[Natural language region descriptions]
=== Begin Enclosure ===

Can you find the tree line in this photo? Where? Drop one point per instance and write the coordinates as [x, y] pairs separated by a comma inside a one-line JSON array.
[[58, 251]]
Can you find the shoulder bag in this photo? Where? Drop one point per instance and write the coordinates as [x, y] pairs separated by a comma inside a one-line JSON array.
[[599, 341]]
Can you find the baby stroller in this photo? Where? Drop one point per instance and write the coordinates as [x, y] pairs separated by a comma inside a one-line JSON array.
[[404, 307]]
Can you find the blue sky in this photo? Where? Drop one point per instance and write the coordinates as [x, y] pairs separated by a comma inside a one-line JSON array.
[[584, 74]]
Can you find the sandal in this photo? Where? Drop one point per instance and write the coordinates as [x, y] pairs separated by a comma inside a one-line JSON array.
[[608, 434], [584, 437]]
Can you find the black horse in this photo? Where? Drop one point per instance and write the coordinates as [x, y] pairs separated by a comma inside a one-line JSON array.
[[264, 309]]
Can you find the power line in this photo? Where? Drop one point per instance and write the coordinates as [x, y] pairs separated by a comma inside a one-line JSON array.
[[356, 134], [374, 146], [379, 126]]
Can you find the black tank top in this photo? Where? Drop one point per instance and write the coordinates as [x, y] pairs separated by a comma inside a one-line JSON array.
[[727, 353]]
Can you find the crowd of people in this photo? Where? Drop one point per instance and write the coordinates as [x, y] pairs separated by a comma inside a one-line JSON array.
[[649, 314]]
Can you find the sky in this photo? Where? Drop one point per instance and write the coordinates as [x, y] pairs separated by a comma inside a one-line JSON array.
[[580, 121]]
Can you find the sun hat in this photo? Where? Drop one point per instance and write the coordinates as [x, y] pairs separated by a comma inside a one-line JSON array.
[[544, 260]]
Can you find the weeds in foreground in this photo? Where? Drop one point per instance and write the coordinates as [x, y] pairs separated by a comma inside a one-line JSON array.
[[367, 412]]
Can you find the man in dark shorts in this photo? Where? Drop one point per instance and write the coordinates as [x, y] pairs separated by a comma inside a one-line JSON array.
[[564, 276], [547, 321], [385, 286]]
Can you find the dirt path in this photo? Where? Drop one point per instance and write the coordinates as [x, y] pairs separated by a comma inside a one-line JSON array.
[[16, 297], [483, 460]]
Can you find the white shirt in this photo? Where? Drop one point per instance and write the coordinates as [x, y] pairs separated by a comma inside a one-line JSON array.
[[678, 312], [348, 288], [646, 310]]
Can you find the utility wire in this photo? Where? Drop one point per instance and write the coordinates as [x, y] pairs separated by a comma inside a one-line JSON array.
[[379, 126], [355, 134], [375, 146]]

=== End Enclosure ===

• Task: Repeat each of the entries above precisely as given.

• Written reply:
Can you find the tree line in this photo? Where? Drop one point per instance and write the coordinates as [x, y] pairs separated by a comma inside a one-line JSON array.
[[58, 251]]
Can you find the shoulder bag in this photo? Where? Drop one point per instance and write the coordinates as [x, y] pairs separated by a comma inside a one-line JSON array.
[[599, 341]]
Can you find the baby stroller in this photo? Where? Drop one point per instance and write the coordinates as [x, y] pairs separated by a comma inside a one-line JSON array.
[[404, 307]]
Can you find the blue sky in this photo? Where? Drop one point per instance and write the coordinates as [x, y] pairs separated by a comma inside a one-line JSON array.
[[584, 74]]
Can you find the sandal in this photo? Where? Drop one point per instance and write the coordinates as [x, y] pairs separated by a comma inside a one-line JSON array.
[[608, 434], [584, 437]]
Can you find the black horse in this photo? Where? Drop one point per instance and write the coordinates as [x, y] pairs separated by a comma inside a one-line JSON array.
[[264, 309]]
Can you find the power line in this photo? Where? Drop one point per instance and write the coordinates as [x, y] pairs separated by a comma inside a one-line JSON array.
[[356, 134], [374, 146], [379, 126]]
Can you find the black tank top in this photo? Where? Drop one point per instance and write the coordinates as [x, y] pairs separated by a comma inside a one-line JSON array.
[[727, 353]]
Can you find the crowd of people in this photo? Where? Drop one point per instance and write the coordinates as [x, y] pairs separated by a comma inside a one-line JSON array.
[[649, 314]]
Can you find the sky in this photo? Where? Drop one point per instance and write the coordinates as [x, y] pairs separated by a comma inside a one-line JSON array.
[[580, 121]]
Can you find the sun hat in this photo? Where? Drop one point per instance and write the coordinates as [x, y] pairs separated by a comma inside a one-line JSON array.
[[544, 260]]
Can you find the weeds in foreground in this photo? Where? Drop one point per instance and write the coordinates as [x, y] pairs separated by a comma inside a one-line JSON array.
[[367, 412]]
Can you find the man in dark shorts in this photo? Where? Drop one point per instance and write the coordinates as [x, y] pairs separated by a comma inside a one-line JSON array.
[[564, 276], [547, 321], [385, 286]]
Can you find the dirt path in this photo? Where? Drop one point per instance and write the coordinates as [x, y] pairs separated by a comma inside a one-line JSON array.
[[16, 297], [483, 460]]
Can you find the white shirt in this photo? Where? Drop one point per instance and write the coordinates as [x, y] pairs separated by a comma inside a one-line JSON array.
[[678, 312], [348, 288], [646, 310]]
Can you find the utility wire in this photo? Where? Drop one point per instance and write the coordinates as [x, y] pairs separated by a comma inside a one-line JSON array.
[[379, 126], [355, 134], [375, 146]]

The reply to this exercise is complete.